Stored data entries ▸
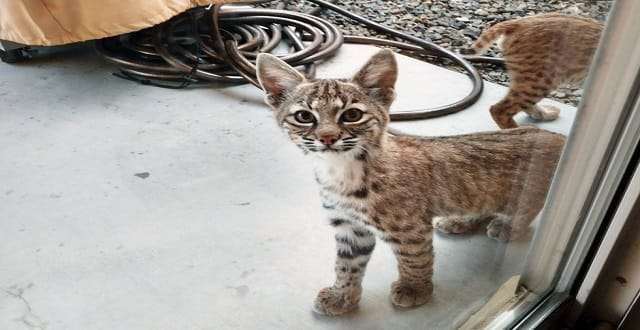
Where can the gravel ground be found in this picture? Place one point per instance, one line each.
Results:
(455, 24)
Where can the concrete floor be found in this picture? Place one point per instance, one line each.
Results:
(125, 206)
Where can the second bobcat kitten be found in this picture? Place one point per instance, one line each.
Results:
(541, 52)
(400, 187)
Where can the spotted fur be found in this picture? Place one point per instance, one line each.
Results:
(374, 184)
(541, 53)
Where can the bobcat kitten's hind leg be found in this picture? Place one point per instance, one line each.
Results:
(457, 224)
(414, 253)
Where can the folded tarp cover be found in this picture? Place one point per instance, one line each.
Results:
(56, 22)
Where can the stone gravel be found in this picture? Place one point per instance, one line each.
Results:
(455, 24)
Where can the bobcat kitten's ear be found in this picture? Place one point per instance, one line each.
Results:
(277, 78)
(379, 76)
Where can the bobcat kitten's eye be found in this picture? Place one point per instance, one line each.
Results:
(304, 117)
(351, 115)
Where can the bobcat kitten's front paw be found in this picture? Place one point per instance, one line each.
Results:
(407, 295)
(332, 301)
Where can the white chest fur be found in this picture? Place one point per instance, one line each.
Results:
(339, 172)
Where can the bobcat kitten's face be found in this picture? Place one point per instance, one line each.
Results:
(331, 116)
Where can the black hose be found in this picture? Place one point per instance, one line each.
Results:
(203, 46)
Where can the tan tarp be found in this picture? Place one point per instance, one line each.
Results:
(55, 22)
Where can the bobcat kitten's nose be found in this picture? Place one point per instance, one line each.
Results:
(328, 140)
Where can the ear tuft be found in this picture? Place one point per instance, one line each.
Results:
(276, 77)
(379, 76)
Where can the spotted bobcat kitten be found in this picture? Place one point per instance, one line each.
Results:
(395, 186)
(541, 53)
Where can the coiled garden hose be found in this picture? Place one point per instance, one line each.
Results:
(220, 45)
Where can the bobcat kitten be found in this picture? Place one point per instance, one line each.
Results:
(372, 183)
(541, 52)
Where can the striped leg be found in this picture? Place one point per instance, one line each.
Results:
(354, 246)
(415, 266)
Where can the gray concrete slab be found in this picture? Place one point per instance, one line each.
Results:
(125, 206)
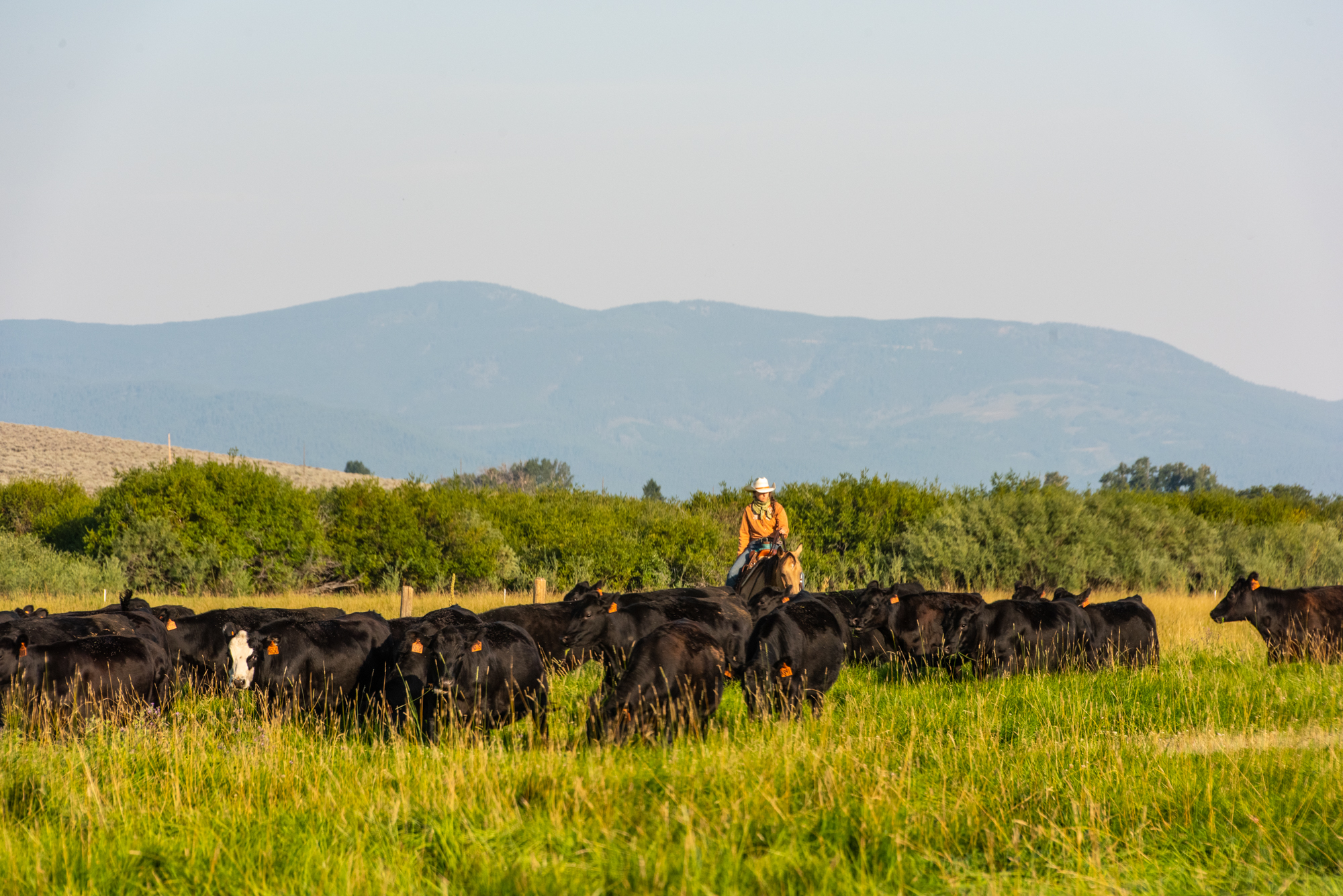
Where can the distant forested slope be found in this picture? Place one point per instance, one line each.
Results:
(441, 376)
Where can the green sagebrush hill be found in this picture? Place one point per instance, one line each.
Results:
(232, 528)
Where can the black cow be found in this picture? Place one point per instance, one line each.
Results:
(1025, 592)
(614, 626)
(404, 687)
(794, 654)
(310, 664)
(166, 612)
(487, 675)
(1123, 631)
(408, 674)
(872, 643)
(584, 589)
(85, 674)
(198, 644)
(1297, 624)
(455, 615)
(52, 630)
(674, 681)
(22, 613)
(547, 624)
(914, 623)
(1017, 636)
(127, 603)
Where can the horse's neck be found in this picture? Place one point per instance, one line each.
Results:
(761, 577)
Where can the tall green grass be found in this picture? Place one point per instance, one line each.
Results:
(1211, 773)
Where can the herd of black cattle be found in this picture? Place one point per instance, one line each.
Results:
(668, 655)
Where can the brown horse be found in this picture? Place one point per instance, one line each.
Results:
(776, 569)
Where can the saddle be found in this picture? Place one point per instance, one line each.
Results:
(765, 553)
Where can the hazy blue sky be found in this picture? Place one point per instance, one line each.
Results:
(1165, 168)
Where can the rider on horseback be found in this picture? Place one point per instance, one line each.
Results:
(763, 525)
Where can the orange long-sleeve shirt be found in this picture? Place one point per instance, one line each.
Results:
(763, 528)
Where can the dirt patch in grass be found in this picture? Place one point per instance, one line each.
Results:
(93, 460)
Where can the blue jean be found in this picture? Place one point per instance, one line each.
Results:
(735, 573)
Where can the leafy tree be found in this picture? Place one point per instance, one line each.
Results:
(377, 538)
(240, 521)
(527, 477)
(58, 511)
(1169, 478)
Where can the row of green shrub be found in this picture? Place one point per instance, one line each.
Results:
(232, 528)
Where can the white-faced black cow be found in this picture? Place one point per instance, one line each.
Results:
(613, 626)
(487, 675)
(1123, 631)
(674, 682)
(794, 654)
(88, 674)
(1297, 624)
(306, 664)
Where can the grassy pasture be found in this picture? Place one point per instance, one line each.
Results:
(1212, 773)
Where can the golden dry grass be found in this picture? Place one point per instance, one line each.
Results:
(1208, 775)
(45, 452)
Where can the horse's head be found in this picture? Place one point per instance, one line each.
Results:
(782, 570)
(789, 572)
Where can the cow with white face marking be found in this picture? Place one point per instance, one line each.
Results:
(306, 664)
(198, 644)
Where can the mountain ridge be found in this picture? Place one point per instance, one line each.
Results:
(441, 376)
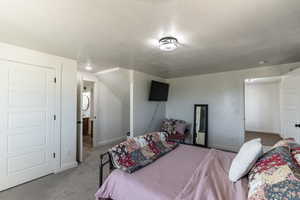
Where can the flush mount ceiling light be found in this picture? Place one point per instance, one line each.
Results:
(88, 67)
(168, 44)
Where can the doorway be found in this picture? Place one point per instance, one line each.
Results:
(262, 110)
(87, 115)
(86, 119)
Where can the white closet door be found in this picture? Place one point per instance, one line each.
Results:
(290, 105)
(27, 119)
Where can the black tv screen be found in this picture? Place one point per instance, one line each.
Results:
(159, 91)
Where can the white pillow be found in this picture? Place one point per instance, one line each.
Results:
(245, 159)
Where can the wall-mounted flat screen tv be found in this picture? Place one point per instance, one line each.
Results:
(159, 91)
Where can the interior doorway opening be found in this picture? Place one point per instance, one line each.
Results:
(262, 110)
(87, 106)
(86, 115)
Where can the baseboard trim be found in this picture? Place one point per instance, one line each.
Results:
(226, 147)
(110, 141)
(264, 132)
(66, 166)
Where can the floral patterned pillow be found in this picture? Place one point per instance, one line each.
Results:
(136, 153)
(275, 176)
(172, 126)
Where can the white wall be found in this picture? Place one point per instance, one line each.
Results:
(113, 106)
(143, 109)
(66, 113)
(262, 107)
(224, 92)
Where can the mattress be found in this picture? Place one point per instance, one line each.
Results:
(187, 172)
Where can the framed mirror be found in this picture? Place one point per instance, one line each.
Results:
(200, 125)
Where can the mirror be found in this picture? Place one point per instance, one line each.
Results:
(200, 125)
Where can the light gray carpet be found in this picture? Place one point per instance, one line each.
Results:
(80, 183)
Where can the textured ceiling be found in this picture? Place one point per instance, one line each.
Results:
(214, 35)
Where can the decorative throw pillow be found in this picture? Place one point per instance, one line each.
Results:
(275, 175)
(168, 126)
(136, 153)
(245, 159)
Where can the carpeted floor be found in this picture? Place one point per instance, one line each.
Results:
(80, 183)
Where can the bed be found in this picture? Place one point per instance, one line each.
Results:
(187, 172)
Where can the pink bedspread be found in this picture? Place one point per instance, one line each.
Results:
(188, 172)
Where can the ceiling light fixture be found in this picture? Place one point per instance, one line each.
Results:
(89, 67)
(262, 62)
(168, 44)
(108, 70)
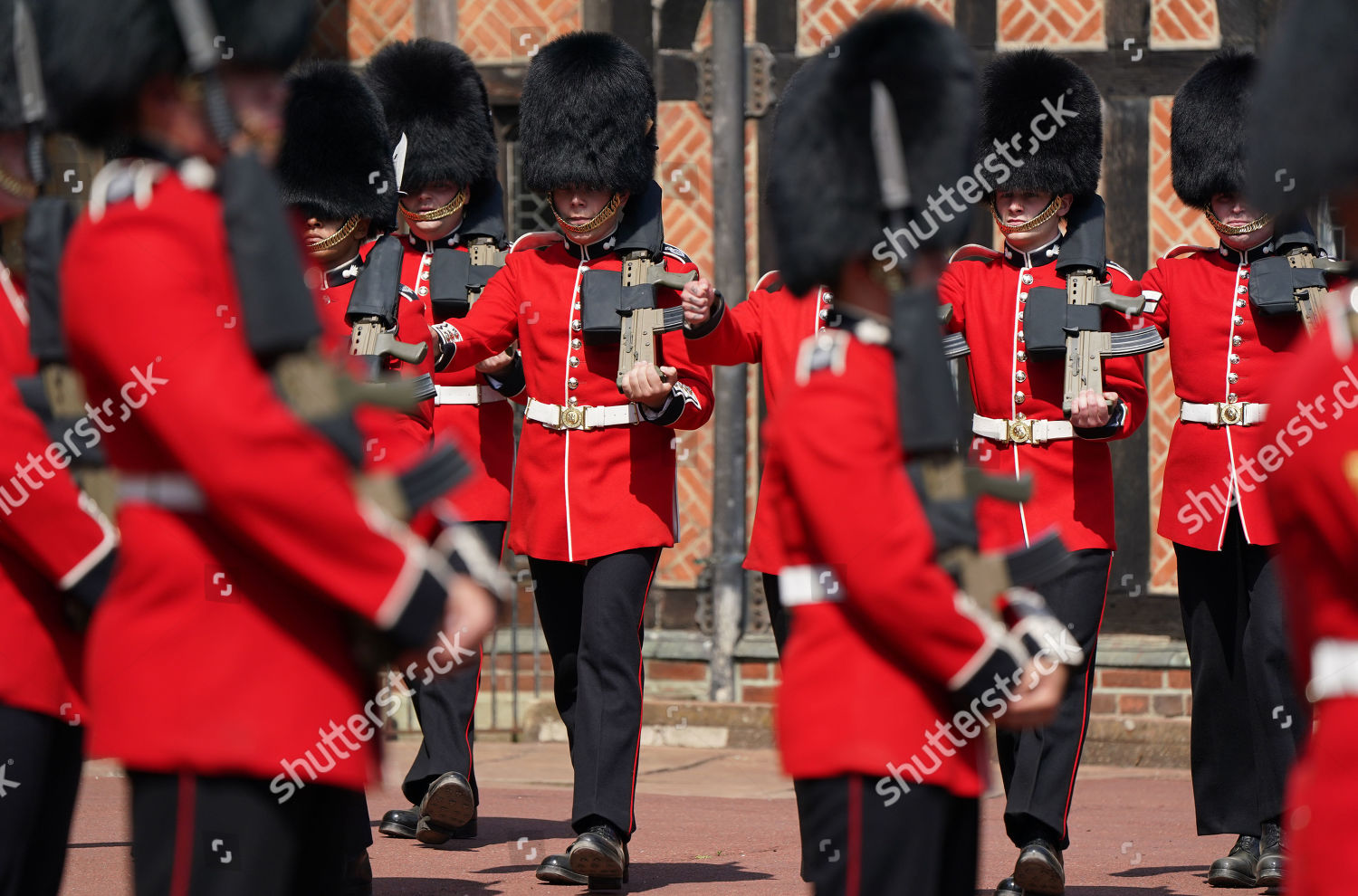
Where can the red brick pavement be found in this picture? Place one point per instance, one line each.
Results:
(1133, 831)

What you should do ▸
All of the lines above must be printed again exactly, and no picture may appear in the copy.

Exercise response ▸
Where can the gravel ground be found in this picture? Place one point per instance, one line each.
Results:
(455, 24)
Where can the concrete floor be found in this picture? Place one point per instance, one line each.
Results:
(125, 206)
Where can the second bobcat kitten be found in this picture? Place one point per instance, one line each.
Results:
(541, 52)
(400, 187)
Where can the spotted fur be found in this picture? Place one point per instance, one line each.
Results:
(374, 184)
(541, 53)
Where can the bobcat kitten's hind leg be found in this picture? Place one point per instance, one line each.
Results:
(457, 224)
(414, 253)
Where can the folded tarp cover be found in this picture? Place one point per instance, one line each.
Results:
(56, 22)
Where can the stone gravel be found in this picture? Place one point per instance, one line each.
Results:
(455, 24)
Where can the bobcat kitten's ear be found in this picture? Place one point per instance, one line each.
Results:
(277, 78)
(379, 76)
Where can the bobcat kitten's eye be found in this picture? Place one point per instance, one line each.
Results:
(304, 117)
(351, 115)
Where can the bobcat kitten's front paw be found in this picture? Place one point per instance, one line each.
Results:
(407, 295)
(332, 301)
Where can the white chest fur be found in this picture? Place one point per instance, one line each.
Results:
(339, 172)
Where can the bobcat kitten's face be found in this picture? Place one point per instance, one line each.
Results:
(331, 116)
Where can the black hose be found in this picture? Place one point per instance, one line each.
Results:
(203, 46)
Where can the tan tarp be found in this picture? Place one point per instance, one line each.
Results:
(55, 22)
Where can the bobcat kitten's nose be found in this picture? Place one point per instance, one line each.
Results:
(328, 140)
Where can the ear tuft be found in this picture? Place one point per instance, one line each.
Results:
(276, 77)
(379, 76)
Where can the spotted bobcat kitten be found in this picture? Place one point per instance, one line each.
Results:
(395, 186)
(541, 53)
Where can the coiled garden hose be found in this picture? Place one point per instance, one line each.
Results:
(220, 45)
Where can the bobcat kitten be found in this picture? Place one point per instance, one line each.
Results:
(372, 183)
(541, 52)
Where can the striped leg be found in this picture? Place one point per instance, one line each.
Results:
(354, 246)
(415, 266)
Where can the gray concrete slab be found in this picture? Place one point per instance, one line each.
Results:
(125, 206)
Where can the distant forested slope be found in this picture? Place one point per instance, one line each.
Results:
(441, 376)
Where can the green sagebrush hill be found in this picture? Place one point per instance, one line each.
Results:
(232, 528)
Where can the black cow be found in this picture? Place one point per instance, one line each.
Results:
(1025, 592)
(614, 626)
(404, 687)
(794, 654)
(310, 664)
(166, 612)
(487, 675)
(1123, 631)
(408, 674)
(872, 643)
(584, 589)
(85, 674)
(198, 644)
(1297, 624)
(455, 615)
(52, 630)
(674, 681)
(22, 613)
(547, 624)
(914, 623)
(1017, 636)
(127, 603)
Where can the horse's neck be found in this picture? Place one point per instance, one line each.
Results:
(761, 577)
Where can the tall green grass be found in this picture? Place one point per instance, one line each.
Results:
(1211, 773)
Where can the herd of black cattle be found in this picture? Place one point per instance, one line each.
Results:
(668, 655)
Where can the brown horse be found in this picture? Place one point per instance, one line each.
Results:
(776, 569)
Where can the saddle be found in this picture? Place one point per instance, one line each.
Results:
(765, 553)
Where can the hazy blue sky be found in this picture? Place one point per instance, one line each.
Results:
(1165, 168)
Where can the rider on horseback be found in this picture? Place one point per instance, one line each.
Results:
(763, 525)
Where can the orange long-sleeve shirt be found in this picture? Place one point per instance, one line each.
Results:
(763, 528)
Where can the dirt patch in grass be found in this picture? Place one point per instance, one line each.
Results:
(93, 460)
Where can the blue jean be found in this picture? Place one point per instance, one line each.
Results:
(735, 573)
Where can the leafy tree be found in this picture? Place one point per instance, one line each.
Results:
(377, 538)
(240, 521)
(527, 477)
(58, 511)
(1169, 478)
Where can the row of green shrub be found in this picture? Place one point per instance, one line each.
Results:
(232, 528)
Where can the white-faced black cow be found in this picture? Place one point per instance, one line each.
Results:
(613, 626)
(487, 675)
(1123, 631)
(674, 682)
(794, 654)
(88, 674)
(1297, 624)
(306, 664)
Where can the grassy pasture be found in this picture? Place one point per instance, one line each.
Results:
(1212, 773)
Where can the golden dry grass be found in this picture? Place one point per instance, one line each.
Results:
(1208, 775)
(45, 452)
Where can the horse's head be found in this picture? Place one point per instance, one line each.
Results:
(782, 570)
(789, 572)
Where can the cow with white face marking be found in this picture? Place one point per instance, one line each.
Results:
(306, 664)
(198, 644)
Where can the mountain ridge be found in this picture? Place one point per instance, one line each.
Results:
(441, 376)
Where can the flush mount ceiling light be found in this picture? Place one point per instance, one line each.
Results:
(88, 67)
(168, 44)
Where can the doorway be found in this picture? Place one point per instance, one line each.
Results:
(262, 110)
(87, 115)
(86, 119)
Where can the white closet door be found in this picture? Place one point per instance, one line each.
Results:
(290, 105)
(27, 119)
Where can the black tv screen be found in this picture? Place one point per instance, one line each.
Results:
(159, 91)
Where can the white pillow be found in this picture? Place one point per instance, one line each.
Results:
(245, 159)
Where can the wall-mounted flat screen tv be found in this picture? Place one point per instance, one line each.
Results:
(159, 91)
Where can the interior doorway opening be found in this picture? Place one point per instance, one line each.
Results:
(262, 110)
(87, 106)
(86, 115)
Where can the baseboard trim be found in this picture? Place one point per instance, one line each.
Results:
(226, 147)
(110, 141)
(264, 132)
(66, 166)
Where can the floral patterned pillow be found in this picture? Place one point per instance, one line each.
Results:
(136, 153)
(275, 176)
(172, 126)
Where can the white wall be found in this picture? Place one point per instance, one line each.
Results:
(113, 106)
(143, 109)
(66, 113)
(262, 107)
(224, 92)
Where can the mattress be found in this picture? Place one point per instance, one line each.
Results:
(187, 172)
Where can the framed mirror be found in this picture? Place one point per instance, one line each.
Results:
(200, 125)
Where can the mirror be found in this picture? Place one point per instance, one line each.
Results:
(200, 125)
Where can the light gray carpet be found in this picture? Place one point per instance, one line each.
Results:
(80, 183)
Where can the textured ceiling be found in this picture? Place one point per instance, one line each.
Results:
(214, 35)
Where can the decorative throw pillow be found in this picture? Place one point per instance, one line each.
Results:
(275, 175)
(168, 126)
(136, 153)
(245, 159)
Where can the carpeted floor be found in this picture? Place one point per instance, one line each.
Results:
(80, 183)
Where can the bed be found in this picture? Place one point per instance, one line each.
Results:
(187, 172)
Where can the pink bedspread be found in this picture? Place one point per instance, one line each.
Results:
(188, 172)
Where can the ceiling light fixture be found in this picture? Place one point per instance, one line each.
Results:
(89, 67)
(262, 62)
(168, 44)
(108, 70)
Where can the red brick pavement be found in this picture? Place one point per instance, one line each.
Results:
(1133, 831)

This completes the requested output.